- What the task requires: Reproduce verbatim the lines below, beginning with the very first line and stopping after the line that contains "--fill-mode even-odd", with both of those lines included.

* Start Given records *

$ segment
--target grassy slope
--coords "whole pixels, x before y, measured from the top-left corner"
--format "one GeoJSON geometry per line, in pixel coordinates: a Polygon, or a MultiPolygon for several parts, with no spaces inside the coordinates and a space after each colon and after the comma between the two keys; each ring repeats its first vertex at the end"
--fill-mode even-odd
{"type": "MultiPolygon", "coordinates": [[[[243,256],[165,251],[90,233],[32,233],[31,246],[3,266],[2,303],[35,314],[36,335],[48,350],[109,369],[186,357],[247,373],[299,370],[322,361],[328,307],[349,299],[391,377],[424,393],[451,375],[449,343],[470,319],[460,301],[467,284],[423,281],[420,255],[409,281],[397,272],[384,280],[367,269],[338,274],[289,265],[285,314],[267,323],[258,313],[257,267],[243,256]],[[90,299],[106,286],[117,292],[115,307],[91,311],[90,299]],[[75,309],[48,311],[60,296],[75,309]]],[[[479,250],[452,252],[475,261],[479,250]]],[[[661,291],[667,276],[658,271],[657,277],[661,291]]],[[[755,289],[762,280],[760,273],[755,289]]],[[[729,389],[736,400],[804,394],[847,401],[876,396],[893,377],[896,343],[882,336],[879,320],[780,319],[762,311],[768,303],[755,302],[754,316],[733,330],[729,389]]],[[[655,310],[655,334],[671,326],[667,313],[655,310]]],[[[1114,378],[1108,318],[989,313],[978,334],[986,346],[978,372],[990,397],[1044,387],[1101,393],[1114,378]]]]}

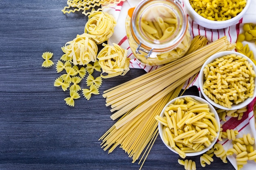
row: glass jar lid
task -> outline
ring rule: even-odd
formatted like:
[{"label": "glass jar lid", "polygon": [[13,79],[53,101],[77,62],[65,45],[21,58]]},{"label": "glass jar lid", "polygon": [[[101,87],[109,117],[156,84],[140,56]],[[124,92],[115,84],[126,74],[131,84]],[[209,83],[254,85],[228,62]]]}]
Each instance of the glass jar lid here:
[{"label": "glass jar lid", "polygon": [[132,15],[130,29],[138,49],[140,46],[148,52],[165,52],[182,41],[189,24],[181,4],[177,0],[143,0],[138,4]]}]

* End Given records *

- Solution:
$ segment
--target grassy slope
--coords "whole pixels, x before y, measured from the top-left corner"
--format "one GeoJSON geometry per line, in pixel coordinates: a Polygon, or a MultiPolygon for several parts, with no spaces inside the coordinates and a space after each colon and after the comma between the two keys; each ring repeats its first vertex at the end"
--fill-mode even-odd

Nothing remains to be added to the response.